▶ [To do]
**A)** In the passage about the film An Imperfection, swap "thriller" for "horror" and write out the text starting with "An Imperfection is" and going on through "and Sean Sansoni.".
**B)** Write the next part of the passage about the film An Imperfection, picking up after its final sentence.

▶ [Supplied passage]
┏━━

An Imperfection is a 2015 Sri Lankan Canadian drama, thriller film directed by Rasanga Weerasinghe and co-produced by Rasanga Weerasinghe, Eranga Hemajith, Rama Jabri, and Jon Suk. It stars Erin Keller, Jaylee Hamidi, and Michael Ian Farrell. Music co-composed by Jonathan George and Sean Sansoni.

Plot
A young woman begins dating after a life-changing journey and she instantly connects with a man. Their bliss is cut short when the couple are attacked by a vicious gang, and their imperfections are revealed.

Cast
 Erin Keller as Kamara
 Jaylee Hamidi as Becky
 Michael Ian Farrell as Irish Thug
 Sean Behnsen as Naughty
 Christoph Koniczek as Skinner
 Peter John Berry as Bad
 Chris Mackie as Irish Thug 
 Nick Thorp as Vincent

Production 
The film was produced with a shoe string budget of C$ 3,000 and shot over six days in Victoria, British Columbia. It was partially improvised: the script was only 55 pages. The filmmakers were inspired by the Guerrilla filmmaking approaches of filmmakers such as Thomas Vinterberg, Gareth Edwards, Joe Swanberg, and John Cassavetes.

┗━━

▶ [Stored records]
┏━━

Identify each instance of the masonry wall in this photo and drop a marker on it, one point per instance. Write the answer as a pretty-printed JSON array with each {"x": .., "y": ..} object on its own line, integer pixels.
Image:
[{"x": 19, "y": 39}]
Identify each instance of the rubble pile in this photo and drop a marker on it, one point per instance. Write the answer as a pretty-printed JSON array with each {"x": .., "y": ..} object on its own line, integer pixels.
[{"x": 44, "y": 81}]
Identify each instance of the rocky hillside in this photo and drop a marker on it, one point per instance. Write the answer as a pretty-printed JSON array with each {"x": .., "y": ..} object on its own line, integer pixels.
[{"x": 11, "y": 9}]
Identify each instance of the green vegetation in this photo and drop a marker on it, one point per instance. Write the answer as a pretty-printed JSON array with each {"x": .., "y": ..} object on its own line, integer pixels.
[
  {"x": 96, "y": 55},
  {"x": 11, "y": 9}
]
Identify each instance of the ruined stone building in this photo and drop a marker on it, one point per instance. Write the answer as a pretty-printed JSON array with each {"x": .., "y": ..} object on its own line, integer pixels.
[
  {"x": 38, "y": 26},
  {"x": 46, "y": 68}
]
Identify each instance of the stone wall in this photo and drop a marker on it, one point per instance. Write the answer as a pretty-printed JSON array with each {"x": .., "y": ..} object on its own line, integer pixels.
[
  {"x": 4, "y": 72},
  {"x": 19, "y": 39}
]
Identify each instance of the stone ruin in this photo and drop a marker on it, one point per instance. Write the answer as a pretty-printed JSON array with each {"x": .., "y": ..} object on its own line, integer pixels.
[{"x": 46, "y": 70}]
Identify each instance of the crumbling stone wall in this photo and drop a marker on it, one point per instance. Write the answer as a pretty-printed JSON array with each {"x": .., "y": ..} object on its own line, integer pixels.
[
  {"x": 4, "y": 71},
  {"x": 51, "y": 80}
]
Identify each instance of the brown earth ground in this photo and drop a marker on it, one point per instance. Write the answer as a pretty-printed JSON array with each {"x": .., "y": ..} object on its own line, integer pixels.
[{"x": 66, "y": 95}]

┗━━
┏━━

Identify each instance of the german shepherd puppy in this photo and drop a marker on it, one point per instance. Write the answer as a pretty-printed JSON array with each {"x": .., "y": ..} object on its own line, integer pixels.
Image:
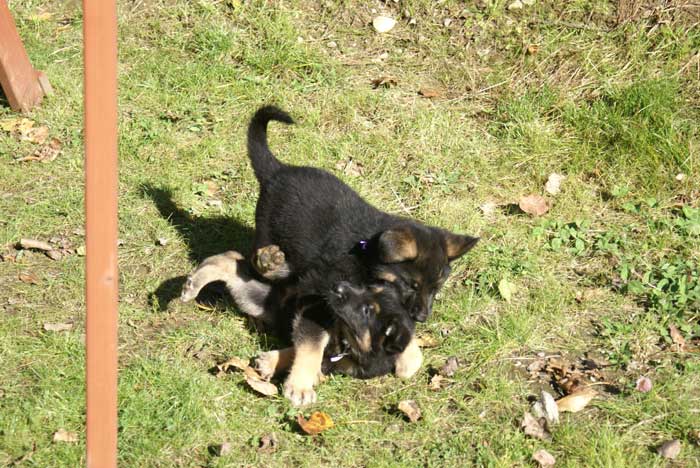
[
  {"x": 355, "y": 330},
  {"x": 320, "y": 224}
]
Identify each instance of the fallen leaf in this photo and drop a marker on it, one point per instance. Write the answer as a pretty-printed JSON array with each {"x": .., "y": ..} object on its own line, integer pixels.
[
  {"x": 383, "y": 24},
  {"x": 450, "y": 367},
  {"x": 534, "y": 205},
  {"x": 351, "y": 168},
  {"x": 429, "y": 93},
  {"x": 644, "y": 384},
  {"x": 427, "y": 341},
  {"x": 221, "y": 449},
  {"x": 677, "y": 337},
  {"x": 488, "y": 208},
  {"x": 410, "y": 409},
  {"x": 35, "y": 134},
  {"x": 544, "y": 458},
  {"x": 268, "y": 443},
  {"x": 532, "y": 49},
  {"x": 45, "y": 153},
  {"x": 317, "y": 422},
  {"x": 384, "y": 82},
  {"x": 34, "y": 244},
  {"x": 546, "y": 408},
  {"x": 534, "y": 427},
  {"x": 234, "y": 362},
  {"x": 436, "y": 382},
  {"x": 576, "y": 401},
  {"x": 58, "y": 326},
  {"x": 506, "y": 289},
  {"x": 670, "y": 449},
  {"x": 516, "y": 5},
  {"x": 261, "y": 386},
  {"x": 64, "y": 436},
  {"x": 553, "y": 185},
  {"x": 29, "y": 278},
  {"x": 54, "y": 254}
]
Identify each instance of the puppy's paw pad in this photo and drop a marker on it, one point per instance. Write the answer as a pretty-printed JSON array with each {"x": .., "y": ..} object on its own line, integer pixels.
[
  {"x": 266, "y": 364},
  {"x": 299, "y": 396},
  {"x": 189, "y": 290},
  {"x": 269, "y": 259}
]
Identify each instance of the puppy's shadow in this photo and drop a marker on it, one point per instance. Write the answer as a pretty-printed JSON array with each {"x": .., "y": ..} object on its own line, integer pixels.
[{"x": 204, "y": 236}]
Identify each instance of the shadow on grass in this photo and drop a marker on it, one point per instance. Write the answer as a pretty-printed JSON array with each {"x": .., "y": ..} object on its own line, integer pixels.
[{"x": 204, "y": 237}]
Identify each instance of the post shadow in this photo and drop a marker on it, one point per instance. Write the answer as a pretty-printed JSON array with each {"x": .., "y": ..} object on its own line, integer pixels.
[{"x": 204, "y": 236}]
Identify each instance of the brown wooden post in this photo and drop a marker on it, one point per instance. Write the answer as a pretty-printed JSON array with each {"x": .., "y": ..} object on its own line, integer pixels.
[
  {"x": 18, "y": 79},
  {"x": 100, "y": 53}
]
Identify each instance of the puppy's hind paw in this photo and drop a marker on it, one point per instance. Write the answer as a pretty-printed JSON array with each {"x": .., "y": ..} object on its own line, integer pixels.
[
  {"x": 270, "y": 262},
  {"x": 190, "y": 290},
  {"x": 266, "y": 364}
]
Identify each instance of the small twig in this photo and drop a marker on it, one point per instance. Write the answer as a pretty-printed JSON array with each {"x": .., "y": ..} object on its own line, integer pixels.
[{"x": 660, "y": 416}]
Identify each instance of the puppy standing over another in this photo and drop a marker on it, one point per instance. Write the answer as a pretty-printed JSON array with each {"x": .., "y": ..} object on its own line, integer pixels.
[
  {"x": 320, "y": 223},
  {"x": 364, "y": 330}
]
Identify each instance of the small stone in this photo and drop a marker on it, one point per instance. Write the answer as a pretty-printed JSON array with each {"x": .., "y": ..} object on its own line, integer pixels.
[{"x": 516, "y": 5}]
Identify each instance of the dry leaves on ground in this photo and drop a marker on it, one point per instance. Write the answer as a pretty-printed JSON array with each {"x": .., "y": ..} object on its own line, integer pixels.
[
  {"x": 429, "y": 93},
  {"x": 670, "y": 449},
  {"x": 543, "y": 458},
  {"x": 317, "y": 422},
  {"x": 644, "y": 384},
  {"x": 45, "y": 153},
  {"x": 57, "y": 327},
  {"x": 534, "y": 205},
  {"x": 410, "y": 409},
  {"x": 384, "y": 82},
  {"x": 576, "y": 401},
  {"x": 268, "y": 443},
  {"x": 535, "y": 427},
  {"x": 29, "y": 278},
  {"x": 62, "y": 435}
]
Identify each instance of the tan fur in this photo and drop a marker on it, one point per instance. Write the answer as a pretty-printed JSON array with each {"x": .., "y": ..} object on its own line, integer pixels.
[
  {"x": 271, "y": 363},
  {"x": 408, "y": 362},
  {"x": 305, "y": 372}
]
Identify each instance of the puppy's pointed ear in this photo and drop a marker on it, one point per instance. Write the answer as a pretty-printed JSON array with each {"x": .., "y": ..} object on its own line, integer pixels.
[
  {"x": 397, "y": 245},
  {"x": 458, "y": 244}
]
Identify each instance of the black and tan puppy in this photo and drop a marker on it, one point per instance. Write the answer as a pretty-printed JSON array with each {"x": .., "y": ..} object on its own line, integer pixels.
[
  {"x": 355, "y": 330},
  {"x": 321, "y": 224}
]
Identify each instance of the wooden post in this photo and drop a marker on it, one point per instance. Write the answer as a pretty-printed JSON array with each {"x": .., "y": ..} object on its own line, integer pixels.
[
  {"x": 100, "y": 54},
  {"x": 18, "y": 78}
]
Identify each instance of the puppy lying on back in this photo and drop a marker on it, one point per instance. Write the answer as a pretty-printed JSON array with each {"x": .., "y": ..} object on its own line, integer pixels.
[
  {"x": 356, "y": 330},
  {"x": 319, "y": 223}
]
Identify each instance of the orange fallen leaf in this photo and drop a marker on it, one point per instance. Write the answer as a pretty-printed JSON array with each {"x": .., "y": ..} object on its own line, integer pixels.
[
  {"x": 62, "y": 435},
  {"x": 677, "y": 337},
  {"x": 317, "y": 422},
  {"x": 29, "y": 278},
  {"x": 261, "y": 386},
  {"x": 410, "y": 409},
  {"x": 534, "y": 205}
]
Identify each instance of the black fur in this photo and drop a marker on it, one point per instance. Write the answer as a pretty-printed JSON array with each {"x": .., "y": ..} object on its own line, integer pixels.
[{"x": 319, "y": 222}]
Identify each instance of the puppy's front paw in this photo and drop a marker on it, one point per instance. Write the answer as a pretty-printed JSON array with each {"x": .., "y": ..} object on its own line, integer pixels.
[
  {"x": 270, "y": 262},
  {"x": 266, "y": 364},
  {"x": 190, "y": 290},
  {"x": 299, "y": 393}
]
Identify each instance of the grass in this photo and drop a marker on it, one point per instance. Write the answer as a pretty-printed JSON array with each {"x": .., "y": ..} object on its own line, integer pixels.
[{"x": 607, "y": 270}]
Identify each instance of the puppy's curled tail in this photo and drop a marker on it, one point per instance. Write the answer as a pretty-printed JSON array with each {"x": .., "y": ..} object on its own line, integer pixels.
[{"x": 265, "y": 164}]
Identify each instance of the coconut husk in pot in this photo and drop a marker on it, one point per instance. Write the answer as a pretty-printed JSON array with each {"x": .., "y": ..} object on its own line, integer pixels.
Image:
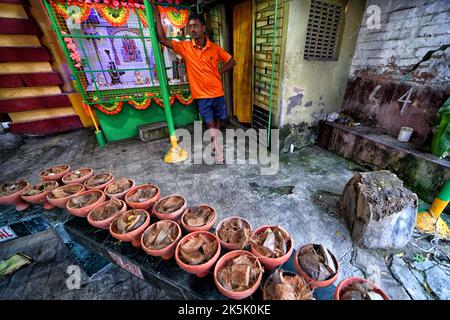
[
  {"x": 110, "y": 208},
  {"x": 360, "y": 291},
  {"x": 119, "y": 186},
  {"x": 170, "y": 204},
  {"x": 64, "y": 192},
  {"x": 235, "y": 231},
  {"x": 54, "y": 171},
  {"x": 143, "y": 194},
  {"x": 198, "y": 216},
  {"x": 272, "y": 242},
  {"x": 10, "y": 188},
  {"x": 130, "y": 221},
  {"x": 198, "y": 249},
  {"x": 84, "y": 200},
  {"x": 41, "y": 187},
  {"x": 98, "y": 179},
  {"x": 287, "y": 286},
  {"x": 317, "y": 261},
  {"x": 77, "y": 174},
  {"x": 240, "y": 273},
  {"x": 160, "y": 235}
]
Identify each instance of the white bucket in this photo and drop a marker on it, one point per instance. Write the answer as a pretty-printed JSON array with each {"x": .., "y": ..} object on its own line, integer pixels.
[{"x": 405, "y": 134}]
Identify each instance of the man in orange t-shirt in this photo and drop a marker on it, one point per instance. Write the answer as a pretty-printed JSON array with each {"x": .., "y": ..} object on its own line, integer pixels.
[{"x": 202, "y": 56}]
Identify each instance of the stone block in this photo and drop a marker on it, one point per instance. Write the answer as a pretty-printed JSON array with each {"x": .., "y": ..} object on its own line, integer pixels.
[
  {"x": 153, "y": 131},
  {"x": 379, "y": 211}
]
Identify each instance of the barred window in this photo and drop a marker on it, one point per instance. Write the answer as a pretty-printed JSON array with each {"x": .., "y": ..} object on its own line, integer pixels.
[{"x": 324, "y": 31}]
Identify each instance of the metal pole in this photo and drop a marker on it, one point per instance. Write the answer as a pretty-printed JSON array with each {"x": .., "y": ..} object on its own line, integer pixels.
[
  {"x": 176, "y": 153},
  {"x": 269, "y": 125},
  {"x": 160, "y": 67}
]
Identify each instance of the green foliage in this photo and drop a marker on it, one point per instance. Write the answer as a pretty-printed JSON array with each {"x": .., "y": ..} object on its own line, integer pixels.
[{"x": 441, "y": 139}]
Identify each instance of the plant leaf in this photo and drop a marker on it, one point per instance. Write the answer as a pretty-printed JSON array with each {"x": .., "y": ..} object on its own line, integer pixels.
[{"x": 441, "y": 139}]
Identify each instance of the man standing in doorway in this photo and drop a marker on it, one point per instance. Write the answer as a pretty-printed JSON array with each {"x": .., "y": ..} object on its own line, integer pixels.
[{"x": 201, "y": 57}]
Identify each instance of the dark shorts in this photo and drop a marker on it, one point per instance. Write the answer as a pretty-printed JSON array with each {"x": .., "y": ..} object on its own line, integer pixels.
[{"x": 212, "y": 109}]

┗━━

▶ [Answer set]
**A)**
An Imperfection is a 2015 Sri Lankan Canadian drama, horror film directed by Rasanga Weerasinghe and co-produced by Rasanga Weerasinghe, Eranga Hemajith, Rama Jabri, and Jon Suk. It stars Erin Keller, Jaylee Hamidi, and Michael Ian Farrell. Music co-composed by Jonathan George and Sean Sansoni.

**B)**
Accolades and screenings
An Imperfection was premiered at Goethe-Institut Film Forum  (Colombo) in 2015 and the event was moderated by the veteran filmmaker Anomaa Raajakaruna, Boodee Keerthisena and Author Kaushalya Kumarasinghe. Subsequently, it was also premiered in Canada at the Victoria Event Centre (British Columbia) in 2015 with a panel discussion with the cast and the director. An Imperfection was nominated for Best debut film at the Jaffna International Film Festival in 2016. It was also nominated for Best Film on Human Rights category at the International Open Film Festival (IOFF) in 2016. It was later screened at the Fandependent Film Festival.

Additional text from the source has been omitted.